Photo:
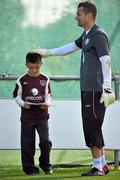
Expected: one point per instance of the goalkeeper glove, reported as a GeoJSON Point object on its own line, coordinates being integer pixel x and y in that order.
{"type": "Point", "coordinates": [108, 96]}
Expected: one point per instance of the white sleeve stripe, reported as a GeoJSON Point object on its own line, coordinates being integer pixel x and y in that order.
{"type": "Point", "coordinates": [64, 50]}
{"type": "Point", "coordinates": [20, 87]}
{"type": "Point", "coordinates": [47, 94]}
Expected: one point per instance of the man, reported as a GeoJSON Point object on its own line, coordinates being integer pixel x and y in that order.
{"type": "Point", "coordinates": [96, 92]}
{"type": "Point", "coordinates": [32, 93]}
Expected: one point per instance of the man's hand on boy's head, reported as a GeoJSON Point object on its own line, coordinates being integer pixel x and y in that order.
{"type": "Point", "coordinates": [27, 105]}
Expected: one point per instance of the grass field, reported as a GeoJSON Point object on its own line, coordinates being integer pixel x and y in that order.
{"type": "Point", "coordinates": [10, 166]}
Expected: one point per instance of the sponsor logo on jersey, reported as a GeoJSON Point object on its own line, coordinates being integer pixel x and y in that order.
{"type": "Point", "coordinates": [43, 82]}
{"type": "Point", "coordinates": [33, 98]}
{"type": "Point", "coordinates": [24, 83]}
{"type": "Point", "coordinates": [87, 41]}
{"type": "Point", "coordinates": [34, 91]}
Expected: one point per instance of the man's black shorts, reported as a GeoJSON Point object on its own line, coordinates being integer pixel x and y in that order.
{"type": "Point", "coordinates": [93, 115]}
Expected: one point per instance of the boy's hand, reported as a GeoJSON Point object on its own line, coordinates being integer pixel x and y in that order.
{"type": "Point", "coordinates": [26, 105]}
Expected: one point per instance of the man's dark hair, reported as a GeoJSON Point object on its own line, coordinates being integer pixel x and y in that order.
{"type": "Point", "coordinates": [89, 7]}
{"type": "Point", "coordinates": [32, 57]}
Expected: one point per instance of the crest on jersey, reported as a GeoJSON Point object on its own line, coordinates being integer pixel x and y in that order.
{"type": "Point", "coordinates": [42, 82]}
{"type": "Point", "coordinates": [87, 41]}
{"type": "Point", "coordinates": [25, 83]}
{"type": "Point", "coordinates": [34, 91]}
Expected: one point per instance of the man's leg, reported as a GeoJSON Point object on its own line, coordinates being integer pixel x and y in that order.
{"type": "Point", "coordinates": [45, 146]}
{"type": "Point", "coordinates": [28, 148]}
{"type": "Point", "coordinates": [93, 115]}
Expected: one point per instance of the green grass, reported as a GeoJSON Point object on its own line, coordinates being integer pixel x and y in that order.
{"type": "Point", "coordinates": [10, 166]}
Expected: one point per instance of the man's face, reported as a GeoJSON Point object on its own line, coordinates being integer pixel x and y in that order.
{"type": "Point", "coordinates": [82, 17]}
{"type": "Point", "coordinates": [33, 68]}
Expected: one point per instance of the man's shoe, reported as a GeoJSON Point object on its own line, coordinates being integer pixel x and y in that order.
{"type": "Point", "coordinates": [48, 172]}
{"type": "Point", "coordinates": [32, 171]}
{"type": "Point", "coordinates": [94, 172]}
{"type": "Point", "coordinates": [106, 169]}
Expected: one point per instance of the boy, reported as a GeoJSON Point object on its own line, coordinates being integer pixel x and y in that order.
{"type": "Point", "coordinates": [32, 93]}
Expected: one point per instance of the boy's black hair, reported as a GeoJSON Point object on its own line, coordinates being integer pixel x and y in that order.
{"type": "Point", "coordinates": [33, 57]}
{"type": "Point", "coordinates": [89, 6]}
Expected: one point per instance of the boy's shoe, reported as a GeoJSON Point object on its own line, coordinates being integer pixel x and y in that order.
{"type": "Point", "coordinates": [32, 171]}
{"type": "Point", "coordinates": [47, 171]}
{"type": "Point", "coordinates": [94, 172]}
{"type": "Point", "coordinates": [106, 169]}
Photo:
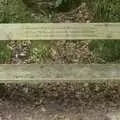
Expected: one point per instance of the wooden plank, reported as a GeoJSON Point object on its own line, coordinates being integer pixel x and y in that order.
{"type": "Point", "coordinates": [56, 72]}
{"type": "Point", "coordinates": [59, 31]}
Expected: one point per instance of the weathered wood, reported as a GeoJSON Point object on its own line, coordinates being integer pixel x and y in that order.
{"type": "Point", "coordinates": [59, 31]}
{"type": "Point", "coordinates": [55, 72]}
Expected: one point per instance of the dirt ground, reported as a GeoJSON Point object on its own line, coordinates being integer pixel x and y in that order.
{"type": "Point", "coordinates": [59, 101]}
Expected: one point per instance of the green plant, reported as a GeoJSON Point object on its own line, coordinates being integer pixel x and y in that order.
{"type": "Point", "coordinates": [63, 5]}
{"type": "Point", "coordinates": [106, 11]}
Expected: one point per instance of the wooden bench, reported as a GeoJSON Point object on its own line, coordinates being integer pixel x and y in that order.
{"type": "Point", "coordinates": [59, 72]}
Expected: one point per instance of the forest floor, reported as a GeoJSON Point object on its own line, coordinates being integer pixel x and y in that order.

PROBLEM TO WORK ON:
Omit every picture, then reproduce the rest of the listing exactly.

WRITTEN RESPONSE:
Photo:
Expected: one point per instance of the goalkeeper glove, reported as a GeoJSON Point object on its own line, coordinates being integer pixel x and y in that order.
{"type": "Point", "coordinates": [108, 96]}
Expected: one point per instance of the white sleeve stripe, reported as a GeoJSON Point object on its own line, coordinates being integer pixel x and y in that order.
{"type": "Point", "coordinates": [64, 50]}
{"type": "Point", "coordinates": [20, 87]}
{"type": "Point", "coordinates": [47, 94]}
Expected: one point per instance of the man, reported as a GeoJSON Point object on its own line, coordinates being integer pixel x and y in that order.
{"type": "Point", "coordinates": [96, 92]}
{"type": "Point", "coordinates": [32, 93]}
Expected: one point per instance of the man's hand on boy's head, reported as a GeoJSON Point object on its own line, coordinates being integer pixel x and y in that order.
{"type": "Point", "coordinates": [27, 105]}
Expected: one point per instance of the grass field, reported as a GeoJSON Point object on its own line, coordinates being integer pixel x and y in that order.
{"type": "Point", "coordinates": [10, 166]}
Expected: one point per instance of the sponsor logo on jersey, reported as a GeoJSON Point object on its own line, coordinates being integer pixel x and y in that order.
{"type": "Point", "coordinates": [43, 82]}
{"type": "Point", "coordinates": [33, 98]}
{"type": "Point", "coordinates": [24, 83]}
{"type": "Point", "coordinates": [87, 41]}
{"type": "Point", "coordinates": [34, 91]}
Expected: one point per instance of the man's black shorts, reported as a GeoJSON Point object on its own line, coordinates being integer pixel x and y in that order.
{"type": "Point", "coordinates": [93, 115]}
Expected: one point per instance of the boy's hand, reported as a GeoJSON Point object on its own line, coordinates being integer pixel x and y in that order.
{"type": "Point", "coordinates": [26, 105]}
Expected: one point per instance of the man's dark hair, reported as a GeoJSON Point object on its own line, coordinates being integer pixel x and y in that order.
{"type": "Point", "coordinates": [89, 7]}
{"type": "Point", "coordinates": [32, 57]}
Expected: one point per instance of the crest on jersey, reported as a GeoJSON Point object on its own line, coordinates being integer pixel x and y in that order.
{"type": "Point", "coordinates": [42, 82]}
{"type": "Point", "coordinates": [87, 41]}
{"type": "Point", "coordinates": [25, 83]}
{"type": "Point", "coordinates": [34, 91]}
Expected: one point per instance of the man's leg, reported as a GeoJSON Point object on its own line, coordinates being integer pixel x and y in that order.
{"type": "Point", "coordinates": [45, 146]}
{"type": "Point", "coordinates": [28, 148]}
{"type": "Point", "coordinates": [93, 115]}
Expected: one point per instance of the green grass, reported as a GeoJSON Point object on its own line, coordinates being integer pixel x and y in that order.
{"type": "Point", "coordinates": [10, 166]}
Expected: one point per instance of the man's face, reported as a GeoJSON Point object on its own line, coordinates being integer pixel x and y in that order.
{"type": "Point", "coordinates": [82, 17]}
{"type": "Point", "coordinates": [33, 68]}
Expected: one point per instance of the man's shoe, reported as a GeoJSON Point object on its own line, coordinates being integer pixel x and y in that order.
{"type": "Point", "coordinates": [48, 172]}
{"type": "Point", "coordinates": [32, 171]}
{"type": "Point", "coordinates": [94, 172]}
{"type": "Point", "coordinates": [106, 169]}
Expected: one point per instance of the boy, reported as a GeoJSON Point object on its own line, coordinates being integer pixel x and y in that order.
{"type": "Point", "coordinates": [32, 93]}
Expected: one point per instance of the boy's black hair, reported as a GeoJSON Point object on its own line, coordinates being integer pixel x and y in that order.
{"type": "Point", "coordinates": [33, 57]}
{"type": "Point", "coordinates": [89, 6]}
Expected: one point per instance of the boy's shoe, reported as a GeoJSON Point object on its own line, coordinates being integer pixel x and y in that order.
{"type": "Point", "coordinates": [32, 171]}
{"type": "Point", "coordinates": [47, 171]}
{"type": "Point", "coordinates": [94, 172]}
{"type": "Point", "coordinates": [106, 169]}
Photo:
Expected: one point per instance of the wooden plank, reported as a GeoJSON Point object on its own line, coordinates being integer pixel x and y in that order.
{"type": "Point", "coordinates": [56, 72]}
{"type": "Point", "coordinates": [59, 31]}
Expected: one point per instance of the weathered wood, reported as a GeoJSON Point object on its own line, coordinates being integer pixel x and y in that order.
{"type": "Point", "coordinates": [59, 31]}
{"type": "Point", "coordinates": [55, 72]}
Expected: one point per instance of the dirt ground, reported as a GeoJSON Point object on its own line, coordinates being integer pixel x and y in that order.
{"type": "Point", "coordinates": [59, 101]}
Expected: one point per instance of the green plant, reported as a GeoJSON Point object on its own line, coordinates being integer pixel x and y in that order.
{"type": "Point", "coordinates": [63, 5]}
{"type": "Point", "coordinates": [106, 11]}
Expected: one point per instance of the wooden bench, reported as a GeoJSON Point object on its own line, coordinates being integer pixel x and y in that order.
{"type": "Point", "coordinates": [59, 72]}
Expected: one point per instance of the forest floor, reported as a GeoJSON Point object on its own line, coordinates being integer pixel x and y in that order.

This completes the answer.